== What the exercise asks ==
Report every line of the records below that contains the string "black". Copy each such line in full.

== Detection examples ==

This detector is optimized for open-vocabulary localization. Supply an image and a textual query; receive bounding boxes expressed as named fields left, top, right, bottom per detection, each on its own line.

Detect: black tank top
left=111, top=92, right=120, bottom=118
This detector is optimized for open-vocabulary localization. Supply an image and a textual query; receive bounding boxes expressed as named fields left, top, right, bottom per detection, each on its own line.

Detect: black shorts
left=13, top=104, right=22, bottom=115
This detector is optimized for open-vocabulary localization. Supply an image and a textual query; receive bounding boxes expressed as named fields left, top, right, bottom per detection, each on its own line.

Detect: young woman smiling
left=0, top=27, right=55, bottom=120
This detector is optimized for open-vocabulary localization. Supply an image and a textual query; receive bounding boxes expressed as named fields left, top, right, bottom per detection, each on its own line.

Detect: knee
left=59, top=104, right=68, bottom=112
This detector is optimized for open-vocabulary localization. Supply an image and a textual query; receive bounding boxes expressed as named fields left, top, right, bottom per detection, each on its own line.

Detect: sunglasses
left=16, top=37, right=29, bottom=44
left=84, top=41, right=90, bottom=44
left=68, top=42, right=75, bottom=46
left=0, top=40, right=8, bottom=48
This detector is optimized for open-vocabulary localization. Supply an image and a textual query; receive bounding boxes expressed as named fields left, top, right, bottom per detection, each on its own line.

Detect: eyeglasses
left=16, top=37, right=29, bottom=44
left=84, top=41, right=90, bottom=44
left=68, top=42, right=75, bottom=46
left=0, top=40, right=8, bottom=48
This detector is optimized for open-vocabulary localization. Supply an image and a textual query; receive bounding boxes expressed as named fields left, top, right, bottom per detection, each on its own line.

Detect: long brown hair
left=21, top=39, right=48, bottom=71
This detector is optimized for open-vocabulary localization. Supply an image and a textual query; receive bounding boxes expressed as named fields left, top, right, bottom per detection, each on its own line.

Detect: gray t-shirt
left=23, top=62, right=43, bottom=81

--

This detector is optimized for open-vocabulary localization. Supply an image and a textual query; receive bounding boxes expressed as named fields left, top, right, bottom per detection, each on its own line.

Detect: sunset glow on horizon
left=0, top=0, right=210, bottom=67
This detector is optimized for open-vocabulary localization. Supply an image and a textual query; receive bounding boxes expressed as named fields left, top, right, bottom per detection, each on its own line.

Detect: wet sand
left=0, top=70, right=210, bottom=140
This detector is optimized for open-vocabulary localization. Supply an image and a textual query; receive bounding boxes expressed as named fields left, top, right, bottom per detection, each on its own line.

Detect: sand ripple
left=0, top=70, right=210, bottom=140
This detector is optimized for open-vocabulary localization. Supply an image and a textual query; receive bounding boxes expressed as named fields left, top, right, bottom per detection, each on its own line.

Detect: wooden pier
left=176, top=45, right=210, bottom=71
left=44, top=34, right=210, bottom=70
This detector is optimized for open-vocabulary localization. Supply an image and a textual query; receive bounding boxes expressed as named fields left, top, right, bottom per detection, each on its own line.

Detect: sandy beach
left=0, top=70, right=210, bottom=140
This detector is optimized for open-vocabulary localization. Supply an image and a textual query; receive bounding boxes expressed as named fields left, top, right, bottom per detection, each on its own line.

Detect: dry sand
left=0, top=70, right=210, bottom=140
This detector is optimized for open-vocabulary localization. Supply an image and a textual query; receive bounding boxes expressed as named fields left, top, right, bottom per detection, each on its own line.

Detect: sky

== Task response ==
Detect: black tank top
Detect: black shorts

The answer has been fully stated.